● Your instructions
Report all lines below with the word "meadow".

═══ Material provided ═══

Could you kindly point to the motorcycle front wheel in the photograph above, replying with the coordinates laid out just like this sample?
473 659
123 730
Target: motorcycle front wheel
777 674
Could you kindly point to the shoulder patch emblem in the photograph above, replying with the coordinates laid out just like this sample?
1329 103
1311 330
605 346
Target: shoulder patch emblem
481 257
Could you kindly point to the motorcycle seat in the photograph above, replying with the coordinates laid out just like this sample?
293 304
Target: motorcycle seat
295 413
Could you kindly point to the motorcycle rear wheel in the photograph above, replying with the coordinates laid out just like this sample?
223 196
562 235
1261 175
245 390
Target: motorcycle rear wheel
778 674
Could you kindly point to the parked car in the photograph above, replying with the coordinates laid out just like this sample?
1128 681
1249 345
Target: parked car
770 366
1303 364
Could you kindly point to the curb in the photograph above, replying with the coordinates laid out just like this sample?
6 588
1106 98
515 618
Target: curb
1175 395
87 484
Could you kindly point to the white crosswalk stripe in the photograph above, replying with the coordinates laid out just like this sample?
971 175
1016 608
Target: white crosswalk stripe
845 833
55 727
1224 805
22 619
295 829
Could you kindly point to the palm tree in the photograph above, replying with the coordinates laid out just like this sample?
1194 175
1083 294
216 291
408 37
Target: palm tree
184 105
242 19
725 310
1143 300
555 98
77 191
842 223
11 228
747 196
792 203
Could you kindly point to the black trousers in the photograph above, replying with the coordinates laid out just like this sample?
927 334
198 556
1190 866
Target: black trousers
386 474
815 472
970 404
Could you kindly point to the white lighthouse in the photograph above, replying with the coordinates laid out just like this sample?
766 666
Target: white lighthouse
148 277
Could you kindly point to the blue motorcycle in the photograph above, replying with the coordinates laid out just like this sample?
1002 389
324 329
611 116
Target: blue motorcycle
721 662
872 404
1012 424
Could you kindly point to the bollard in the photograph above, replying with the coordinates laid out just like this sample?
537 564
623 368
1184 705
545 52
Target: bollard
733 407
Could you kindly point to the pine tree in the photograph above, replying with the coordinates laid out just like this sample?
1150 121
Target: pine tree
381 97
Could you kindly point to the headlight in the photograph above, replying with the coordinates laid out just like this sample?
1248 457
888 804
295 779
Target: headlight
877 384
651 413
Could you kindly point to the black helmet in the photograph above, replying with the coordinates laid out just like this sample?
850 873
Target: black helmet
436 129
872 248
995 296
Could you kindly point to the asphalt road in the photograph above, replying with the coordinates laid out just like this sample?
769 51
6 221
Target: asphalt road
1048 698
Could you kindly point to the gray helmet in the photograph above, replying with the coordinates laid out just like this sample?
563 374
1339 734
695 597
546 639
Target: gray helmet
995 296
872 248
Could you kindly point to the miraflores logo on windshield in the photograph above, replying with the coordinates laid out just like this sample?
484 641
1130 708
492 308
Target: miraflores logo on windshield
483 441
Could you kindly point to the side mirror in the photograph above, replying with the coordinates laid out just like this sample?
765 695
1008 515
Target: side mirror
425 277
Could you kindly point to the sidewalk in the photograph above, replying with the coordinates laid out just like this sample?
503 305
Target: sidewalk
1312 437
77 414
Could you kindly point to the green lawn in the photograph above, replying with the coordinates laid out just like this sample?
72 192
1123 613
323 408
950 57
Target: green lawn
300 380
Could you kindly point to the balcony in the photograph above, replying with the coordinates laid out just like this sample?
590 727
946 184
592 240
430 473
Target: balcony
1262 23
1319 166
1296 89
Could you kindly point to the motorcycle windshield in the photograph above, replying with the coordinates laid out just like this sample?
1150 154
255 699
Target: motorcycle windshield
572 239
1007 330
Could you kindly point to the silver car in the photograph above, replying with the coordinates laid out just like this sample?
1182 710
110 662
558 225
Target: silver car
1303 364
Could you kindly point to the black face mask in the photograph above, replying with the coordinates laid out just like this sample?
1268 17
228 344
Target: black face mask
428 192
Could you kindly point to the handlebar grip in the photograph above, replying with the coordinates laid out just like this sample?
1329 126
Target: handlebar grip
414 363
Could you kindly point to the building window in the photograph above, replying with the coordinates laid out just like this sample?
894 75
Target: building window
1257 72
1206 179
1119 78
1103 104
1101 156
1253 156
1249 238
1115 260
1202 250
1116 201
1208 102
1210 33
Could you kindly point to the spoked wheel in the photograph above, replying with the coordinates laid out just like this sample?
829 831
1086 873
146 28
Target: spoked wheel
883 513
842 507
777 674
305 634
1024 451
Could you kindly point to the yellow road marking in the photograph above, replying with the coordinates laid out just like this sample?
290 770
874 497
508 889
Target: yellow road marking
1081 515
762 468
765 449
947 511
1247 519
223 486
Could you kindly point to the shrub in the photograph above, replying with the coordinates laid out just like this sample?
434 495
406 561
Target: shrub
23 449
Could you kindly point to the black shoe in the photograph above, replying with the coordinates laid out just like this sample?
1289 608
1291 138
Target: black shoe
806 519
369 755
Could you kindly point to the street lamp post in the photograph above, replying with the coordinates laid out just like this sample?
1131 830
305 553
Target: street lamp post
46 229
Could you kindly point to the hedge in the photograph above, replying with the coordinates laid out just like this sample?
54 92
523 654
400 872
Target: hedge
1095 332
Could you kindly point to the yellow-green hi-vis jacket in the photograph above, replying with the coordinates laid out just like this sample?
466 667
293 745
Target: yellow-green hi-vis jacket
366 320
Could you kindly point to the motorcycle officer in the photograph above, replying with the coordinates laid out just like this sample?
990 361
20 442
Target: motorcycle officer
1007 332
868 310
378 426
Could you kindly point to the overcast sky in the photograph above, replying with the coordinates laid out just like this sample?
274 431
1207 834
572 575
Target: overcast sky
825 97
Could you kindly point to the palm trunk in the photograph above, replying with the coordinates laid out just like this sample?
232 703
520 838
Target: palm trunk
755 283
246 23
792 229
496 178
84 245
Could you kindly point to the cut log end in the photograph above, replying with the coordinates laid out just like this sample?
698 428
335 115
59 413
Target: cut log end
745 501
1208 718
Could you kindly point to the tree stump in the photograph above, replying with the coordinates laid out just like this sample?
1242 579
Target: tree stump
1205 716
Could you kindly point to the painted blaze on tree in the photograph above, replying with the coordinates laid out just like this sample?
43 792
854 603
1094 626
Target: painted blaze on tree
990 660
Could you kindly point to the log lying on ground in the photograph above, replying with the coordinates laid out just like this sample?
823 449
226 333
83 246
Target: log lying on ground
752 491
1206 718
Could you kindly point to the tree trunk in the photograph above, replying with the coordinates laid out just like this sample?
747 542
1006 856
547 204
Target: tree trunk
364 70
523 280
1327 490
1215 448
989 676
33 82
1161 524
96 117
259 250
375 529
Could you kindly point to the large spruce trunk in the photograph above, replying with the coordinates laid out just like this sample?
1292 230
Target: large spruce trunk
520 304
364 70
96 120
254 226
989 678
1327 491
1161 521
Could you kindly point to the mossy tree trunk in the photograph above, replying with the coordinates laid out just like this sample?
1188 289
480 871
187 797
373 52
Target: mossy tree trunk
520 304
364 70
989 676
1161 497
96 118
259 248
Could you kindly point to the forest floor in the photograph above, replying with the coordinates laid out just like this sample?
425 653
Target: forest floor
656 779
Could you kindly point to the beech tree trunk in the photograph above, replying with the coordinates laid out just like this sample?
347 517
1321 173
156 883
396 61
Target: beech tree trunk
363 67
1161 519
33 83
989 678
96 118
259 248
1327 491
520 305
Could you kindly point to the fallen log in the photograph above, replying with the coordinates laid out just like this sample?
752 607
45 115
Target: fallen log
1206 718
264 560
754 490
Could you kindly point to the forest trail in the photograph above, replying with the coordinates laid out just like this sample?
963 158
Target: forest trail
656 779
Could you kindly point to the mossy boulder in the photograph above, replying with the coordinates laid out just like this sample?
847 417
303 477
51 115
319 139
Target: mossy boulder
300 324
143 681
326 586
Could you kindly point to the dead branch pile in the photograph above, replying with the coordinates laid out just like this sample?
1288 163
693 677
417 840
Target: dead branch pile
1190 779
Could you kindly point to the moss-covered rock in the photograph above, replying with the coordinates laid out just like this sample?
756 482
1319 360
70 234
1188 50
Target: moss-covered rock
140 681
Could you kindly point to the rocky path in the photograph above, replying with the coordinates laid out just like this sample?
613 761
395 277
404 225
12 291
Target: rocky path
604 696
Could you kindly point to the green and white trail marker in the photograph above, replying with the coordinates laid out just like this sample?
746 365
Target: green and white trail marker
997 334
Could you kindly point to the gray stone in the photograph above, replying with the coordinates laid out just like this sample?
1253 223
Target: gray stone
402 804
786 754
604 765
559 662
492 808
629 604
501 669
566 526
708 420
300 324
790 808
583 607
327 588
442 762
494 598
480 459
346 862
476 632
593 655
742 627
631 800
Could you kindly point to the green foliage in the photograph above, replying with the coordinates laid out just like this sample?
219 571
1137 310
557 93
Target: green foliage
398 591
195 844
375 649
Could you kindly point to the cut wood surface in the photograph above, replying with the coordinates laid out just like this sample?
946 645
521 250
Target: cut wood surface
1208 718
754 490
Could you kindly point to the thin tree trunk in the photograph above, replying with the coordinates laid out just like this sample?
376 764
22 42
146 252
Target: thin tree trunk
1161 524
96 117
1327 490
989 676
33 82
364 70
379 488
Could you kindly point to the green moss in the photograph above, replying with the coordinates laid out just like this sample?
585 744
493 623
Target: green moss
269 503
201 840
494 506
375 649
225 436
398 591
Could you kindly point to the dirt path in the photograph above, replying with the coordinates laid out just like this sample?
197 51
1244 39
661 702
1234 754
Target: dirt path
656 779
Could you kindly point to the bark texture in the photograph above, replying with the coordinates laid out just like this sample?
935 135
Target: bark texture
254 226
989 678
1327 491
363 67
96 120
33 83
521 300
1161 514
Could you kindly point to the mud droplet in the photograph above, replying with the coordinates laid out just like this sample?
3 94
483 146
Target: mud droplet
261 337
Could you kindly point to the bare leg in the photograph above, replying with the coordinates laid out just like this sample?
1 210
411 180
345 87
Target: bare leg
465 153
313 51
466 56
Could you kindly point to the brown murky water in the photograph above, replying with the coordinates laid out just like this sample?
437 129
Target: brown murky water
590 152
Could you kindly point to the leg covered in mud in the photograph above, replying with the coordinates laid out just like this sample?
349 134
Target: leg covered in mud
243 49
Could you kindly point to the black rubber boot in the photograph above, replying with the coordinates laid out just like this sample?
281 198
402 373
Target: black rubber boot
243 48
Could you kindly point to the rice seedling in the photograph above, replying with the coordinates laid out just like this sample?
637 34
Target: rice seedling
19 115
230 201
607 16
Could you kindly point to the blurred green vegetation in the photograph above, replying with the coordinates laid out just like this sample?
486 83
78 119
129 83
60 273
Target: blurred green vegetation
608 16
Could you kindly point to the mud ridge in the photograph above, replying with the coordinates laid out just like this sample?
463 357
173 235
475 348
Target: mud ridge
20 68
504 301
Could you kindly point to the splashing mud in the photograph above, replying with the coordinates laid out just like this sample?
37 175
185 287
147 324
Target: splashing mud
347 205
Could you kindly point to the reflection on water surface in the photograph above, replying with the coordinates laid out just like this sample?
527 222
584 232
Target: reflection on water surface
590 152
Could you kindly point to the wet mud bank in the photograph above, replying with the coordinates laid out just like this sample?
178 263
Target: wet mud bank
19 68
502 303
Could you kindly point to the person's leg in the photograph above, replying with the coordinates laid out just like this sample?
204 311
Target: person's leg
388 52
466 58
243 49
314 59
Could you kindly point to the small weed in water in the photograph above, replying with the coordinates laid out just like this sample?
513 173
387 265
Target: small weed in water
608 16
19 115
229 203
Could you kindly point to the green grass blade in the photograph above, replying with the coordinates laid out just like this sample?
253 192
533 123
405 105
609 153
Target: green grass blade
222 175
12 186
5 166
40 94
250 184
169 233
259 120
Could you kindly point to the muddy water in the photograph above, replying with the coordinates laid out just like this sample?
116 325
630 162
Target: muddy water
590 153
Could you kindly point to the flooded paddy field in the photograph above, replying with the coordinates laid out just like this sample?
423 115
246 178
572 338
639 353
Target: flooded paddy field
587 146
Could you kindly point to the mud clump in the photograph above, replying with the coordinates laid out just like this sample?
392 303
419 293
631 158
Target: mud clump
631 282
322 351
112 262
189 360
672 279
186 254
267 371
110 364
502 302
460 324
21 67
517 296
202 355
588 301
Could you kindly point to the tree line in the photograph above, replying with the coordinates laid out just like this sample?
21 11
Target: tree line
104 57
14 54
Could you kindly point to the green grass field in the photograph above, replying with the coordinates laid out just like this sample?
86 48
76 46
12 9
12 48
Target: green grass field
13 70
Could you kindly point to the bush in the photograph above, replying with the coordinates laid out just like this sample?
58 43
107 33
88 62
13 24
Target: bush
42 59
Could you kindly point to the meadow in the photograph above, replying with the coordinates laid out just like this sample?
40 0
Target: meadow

═══

● Answer section
Could you kindly point to the meadow in the photograph above, replying with the coordinates laid out just like this sample?
Target: meadow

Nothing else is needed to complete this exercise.